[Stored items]
────────────────────────────────────────

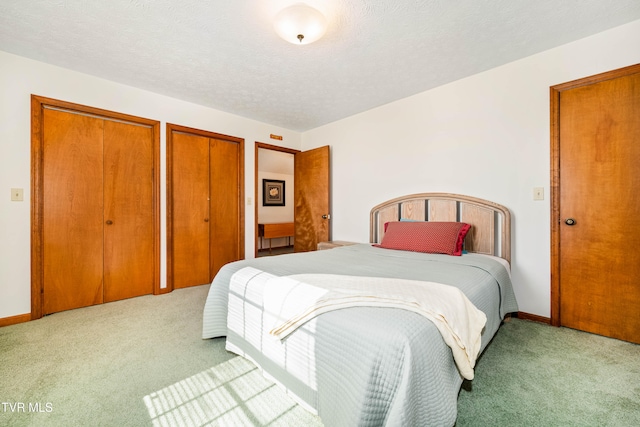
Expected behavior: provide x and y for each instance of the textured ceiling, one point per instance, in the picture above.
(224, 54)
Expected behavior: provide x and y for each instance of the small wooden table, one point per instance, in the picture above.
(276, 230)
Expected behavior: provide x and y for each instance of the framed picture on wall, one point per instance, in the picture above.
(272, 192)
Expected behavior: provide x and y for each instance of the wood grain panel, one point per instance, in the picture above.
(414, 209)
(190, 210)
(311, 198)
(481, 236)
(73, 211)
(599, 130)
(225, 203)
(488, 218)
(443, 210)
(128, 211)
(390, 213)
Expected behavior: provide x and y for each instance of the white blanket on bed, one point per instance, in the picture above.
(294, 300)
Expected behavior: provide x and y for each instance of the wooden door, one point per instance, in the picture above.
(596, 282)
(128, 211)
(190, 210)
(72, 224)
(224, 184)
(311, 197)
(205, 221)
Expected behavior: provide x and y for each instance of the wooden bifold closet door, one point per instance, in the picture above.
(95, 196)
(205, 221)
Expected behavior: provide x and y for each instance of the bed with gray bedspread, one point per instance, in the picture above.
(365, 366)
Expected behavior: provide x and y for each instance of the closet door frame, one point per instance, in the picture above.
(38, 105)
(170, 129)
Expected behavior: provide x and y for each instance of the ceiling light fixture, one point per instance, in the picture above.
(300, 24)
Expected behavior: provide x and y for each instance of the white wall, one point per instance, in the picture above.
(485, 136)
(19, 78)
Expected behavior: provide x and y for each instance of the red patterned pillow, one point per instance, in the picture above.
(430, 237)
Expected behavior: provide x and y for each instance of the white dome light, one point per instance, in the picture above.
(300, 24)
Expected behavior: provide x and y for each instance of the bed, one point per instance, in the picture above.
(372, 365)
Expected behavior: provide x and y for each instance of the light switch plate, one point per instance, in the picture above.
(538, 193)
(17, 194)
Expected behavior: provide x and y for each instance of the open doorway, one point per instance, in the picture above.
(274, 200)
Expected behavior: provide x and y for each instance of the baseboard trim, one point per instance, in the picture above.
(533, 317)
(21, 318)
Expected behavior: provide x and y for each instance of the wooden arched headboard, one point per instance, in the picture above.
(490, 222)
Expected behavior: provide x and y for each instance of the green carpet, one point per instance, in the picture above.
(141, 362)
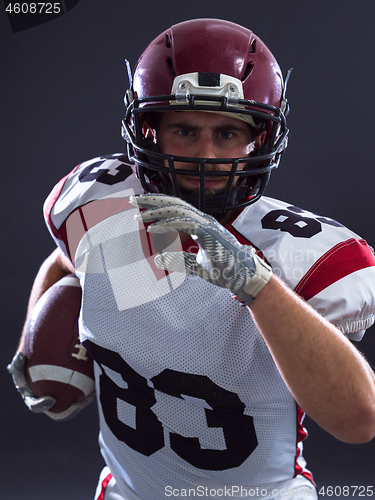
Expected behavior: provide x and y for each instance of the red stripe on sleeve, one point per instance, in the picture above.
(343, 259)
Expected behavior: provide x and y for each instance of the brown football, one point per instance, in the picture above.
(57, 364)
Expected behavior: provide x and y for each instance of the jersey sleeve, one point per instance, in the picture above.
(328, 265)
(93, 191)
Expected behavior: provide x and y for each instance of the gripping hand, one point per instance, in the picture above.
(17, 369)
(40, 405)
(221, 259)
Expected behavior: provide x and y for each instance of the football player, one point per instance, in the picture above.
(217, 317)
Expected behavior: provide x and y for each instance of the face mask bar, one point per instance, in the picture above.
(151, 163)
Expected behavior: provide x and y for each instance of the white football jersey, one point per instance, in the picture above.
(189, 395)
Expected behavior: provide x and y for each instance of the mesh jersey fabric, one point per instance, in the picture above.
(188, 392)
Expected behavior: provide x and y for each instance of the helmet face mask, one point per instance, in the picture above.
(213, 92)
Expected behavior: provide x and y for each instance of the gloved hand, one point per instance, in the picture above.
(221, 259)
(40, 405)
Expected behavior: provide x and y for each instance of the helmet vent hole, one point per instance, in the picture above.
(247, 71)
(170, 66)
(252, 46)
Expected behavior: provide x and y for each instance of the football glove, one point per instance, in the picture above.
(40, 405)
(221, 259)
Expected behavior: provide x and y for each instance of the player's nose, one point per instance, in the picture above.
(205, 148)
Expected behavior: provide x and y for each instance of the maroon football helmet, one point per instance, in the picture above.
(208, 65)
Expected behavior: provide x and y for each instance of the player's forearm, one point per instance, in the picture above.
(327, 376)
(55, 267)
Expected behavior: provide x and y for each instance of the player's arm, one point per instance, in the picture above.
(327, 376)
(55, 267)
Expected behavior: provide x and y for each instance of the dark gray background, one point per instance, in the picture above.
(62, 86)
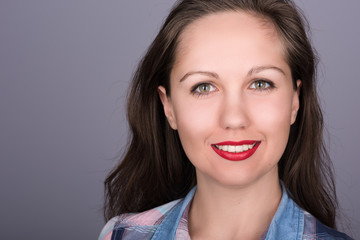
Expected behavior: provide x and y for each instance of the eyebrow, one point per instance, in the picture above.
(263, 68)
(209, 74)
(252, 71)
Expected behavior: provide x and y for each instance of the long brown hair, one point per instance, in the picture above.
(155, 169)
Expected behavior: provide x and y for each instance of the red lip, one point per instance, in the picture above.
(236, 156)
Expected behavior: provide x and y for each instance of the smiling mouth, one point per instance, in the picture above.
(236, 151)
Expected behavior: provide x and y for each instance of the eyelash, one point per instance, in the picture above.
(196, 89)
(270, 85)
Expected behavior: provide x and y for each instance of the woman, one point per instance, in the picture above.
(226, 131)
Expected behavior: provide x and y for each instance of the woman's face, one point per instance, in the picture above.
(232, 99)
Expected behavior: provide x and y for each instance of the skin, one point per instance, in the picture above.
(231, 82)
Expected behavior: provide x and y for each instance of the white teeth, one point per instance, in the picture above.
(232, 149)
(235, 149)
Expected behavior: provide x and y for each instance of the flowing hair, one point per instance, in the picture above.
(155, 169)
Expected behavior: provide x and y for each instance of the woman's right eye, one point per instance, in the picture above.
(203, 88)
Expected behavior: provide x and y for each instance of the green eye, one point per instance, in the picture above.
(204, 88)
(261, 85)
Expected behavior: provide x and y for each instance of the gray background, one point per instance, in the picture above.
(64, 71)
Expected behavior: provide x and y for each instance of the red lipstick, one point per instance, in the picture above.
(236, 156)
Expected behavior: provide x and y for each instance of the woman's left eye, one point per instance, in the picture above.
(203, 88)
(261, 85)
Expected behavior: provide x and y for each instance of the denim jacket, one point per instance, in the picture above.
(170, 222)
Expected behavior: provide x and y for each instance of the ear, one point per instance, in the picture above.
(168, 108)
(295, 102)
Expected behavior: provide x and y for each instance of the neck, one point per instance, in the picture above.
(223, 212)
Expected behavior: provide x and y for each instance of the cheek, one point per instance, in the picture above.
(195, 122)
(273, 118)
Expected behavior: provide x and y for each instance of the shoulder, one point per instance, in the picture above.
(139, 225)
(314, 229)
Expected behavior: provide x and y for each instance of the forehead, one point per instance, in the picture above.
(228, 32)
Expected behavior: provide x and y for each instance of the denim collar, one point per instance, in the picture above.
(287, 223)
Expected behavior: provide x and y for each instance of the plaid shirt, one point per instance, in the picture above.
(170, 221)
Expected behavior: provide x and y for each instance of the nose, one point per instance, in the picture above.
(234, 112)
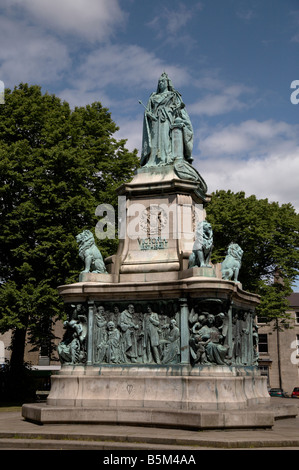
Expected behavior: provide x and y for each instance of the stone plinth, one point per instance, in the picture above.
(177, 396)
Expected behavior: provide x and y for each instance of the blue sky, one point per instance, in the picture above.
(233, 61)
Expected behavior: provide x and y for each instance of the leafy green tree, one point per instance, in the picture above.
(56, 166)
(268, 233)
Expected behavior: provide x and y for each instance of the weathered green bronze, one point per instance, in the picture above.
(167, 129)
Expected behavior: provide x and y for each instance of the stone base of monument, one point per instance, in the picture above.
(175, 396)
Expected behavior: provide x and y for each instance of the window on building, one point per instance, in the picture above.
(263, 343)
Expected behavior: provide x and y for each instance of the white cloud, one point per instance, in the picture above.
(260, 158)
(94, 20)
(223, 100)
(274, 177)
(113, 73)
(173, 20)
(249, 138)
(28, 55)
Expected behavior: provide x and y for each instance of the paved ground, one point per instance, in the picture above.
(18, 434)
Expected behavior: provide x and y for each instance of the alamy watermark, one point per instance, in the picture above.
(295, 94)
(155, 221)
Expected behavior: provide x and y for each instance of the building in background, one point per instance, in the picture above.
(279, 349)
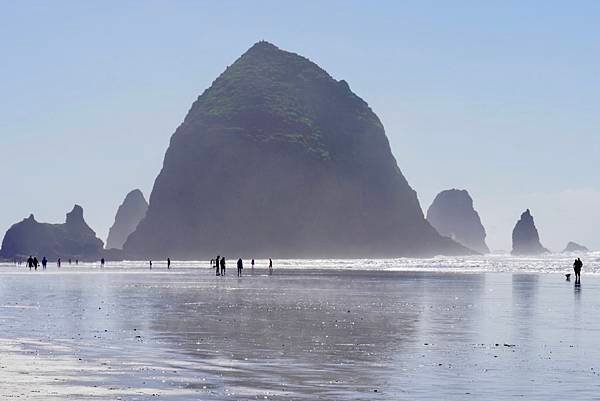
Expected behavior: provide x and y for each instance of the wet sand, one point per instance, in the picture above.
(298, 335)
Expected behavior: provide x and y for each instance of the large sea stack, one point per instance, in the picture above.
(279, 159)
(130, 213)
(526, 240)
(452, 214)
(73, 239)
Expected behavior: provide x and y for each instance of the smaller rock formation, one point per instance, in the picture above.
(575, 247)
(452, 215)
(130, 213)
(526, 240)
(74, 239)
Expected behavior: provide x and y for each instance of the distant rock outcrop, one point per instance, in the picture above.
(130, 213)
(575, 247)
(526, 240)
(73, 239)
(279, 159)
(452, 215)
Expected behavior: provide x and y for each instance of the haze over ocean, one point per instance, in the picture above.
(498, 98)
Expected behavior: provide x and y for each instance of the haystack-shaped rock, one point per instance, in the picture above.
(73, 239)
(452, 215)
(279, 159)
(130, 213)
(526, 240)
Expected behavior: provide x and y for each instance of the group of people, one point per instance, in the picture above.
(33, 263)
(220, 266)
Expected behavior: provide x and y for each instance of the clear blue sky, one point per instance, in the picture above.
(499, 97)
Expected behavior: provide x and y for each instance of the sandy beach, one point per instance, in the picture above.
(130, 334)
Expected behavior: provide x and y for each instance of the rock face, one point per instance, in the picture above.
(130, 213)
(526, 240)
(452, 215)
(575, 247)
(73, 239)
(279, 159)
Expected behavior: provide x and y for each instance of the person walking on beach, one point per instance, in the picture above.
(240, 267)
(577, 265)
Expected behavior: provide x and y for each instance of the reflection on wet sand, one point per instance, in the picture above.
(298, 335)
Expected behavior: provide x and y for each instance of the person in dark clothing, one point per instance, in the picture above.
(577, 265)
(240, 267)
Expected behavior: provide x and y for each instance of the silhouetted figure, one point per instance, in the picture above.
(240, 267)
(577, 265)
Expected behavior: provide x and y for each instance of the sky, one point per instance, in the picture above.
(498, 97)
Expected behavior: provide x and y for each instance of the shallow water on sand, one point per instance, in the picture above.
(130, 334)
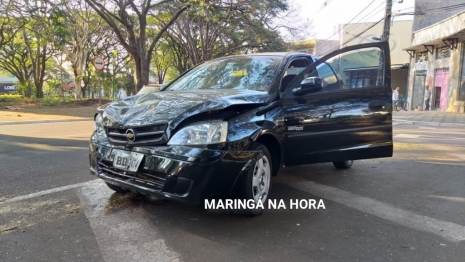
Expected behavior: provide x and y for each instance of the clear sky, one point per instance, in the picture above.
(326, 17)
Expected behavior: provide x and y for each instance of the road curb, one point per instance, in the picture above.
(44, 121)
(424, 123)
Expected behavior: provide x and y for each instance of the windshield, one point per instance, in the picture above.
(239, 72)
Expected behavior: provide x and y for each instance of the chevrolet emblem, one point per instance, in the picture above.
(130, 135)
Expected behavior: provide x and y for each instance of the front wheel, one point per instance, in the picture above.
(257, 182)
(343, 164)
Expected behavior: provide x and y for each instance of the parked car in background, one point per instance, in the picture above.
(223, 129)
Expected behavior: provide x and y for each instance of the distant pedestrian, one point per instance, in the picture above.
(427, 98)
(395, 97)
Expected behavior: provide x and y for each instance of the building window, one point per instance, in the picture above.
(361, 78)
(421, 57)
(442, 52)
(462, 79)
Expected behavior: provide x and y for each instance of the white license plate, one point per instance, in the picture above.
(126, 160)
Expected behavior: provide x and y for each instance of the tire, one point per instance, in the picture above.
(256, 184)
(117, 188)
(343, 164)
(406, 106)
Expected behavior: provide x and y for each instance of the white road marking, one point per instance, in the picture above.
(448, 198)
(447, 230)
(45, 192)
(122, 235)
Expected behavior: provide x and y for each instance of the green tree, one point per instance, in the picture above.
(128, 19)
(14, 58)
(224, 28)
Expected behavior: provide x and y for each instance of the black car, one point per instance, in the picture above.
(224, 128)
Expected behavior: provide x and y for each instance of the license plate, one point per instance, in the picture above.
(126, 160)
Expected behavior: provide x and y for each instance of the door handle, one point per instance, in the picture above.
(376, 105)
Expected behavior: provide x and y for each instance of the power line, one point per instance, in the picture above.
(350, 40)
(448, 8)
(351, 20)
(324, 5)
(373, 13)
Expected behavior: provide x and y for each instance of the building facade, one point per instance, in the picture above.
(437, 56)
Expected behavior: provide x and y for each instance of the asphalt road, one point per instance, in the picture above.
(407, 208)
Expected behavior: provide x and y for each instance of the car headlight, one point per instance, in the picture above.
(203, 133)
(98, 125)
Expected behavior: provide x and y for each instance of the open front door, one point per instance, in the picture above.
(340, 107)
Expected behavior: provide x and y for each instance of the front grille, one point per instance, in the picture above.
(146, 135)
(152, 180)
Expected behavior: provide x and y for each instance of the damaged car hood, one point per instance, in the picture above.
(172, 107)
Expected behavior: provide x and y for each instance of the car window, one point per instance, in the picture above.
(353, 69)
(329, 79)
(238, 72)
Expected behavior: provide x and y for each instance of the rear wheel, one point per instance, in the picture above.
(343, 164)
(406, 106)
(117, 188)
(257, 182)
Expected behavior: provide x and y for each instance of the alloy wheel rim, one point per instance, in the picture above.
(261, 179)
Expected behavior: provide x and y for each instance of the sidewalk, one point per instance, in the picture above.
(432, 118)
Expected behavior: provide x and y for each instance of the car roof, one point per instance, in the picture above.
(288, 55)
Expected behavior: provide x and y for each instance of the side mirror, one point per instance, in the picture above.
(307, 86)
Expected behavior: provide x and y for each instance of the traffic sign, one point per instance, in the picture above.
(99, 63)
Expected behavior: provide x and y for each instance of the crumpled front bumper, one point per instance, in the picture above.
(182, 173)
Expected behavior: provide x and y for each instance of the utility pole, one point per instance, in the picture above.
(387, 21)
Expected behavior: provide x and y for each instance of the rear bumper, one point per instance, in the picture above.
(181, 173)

────────────────────────────────────────

Written request:
Output the lines from the line containing "side mirror, one" to the end, both included; add nothing.

Expected output:
Expected behavior: provide x and y for each instance of the side mirror, one point per instance, in the picture above.
(307, 86)
Expected behavior: provide x and y for each instance of the traffic sign, one point per instance, in the picture above.
(99, 63)
Expected behavior: provide x and y for each instance of the crumpled front bumper, one point per instance, in the picture above.
(182, 173)
Expected behavior: provide x and y for each instance of the utility pole, one point per instance, in the picture above.
(387, 21)
Expected behavior: provide x and y for each instance of the rear bumper, one point per instance, in the picture above.
(181, 173)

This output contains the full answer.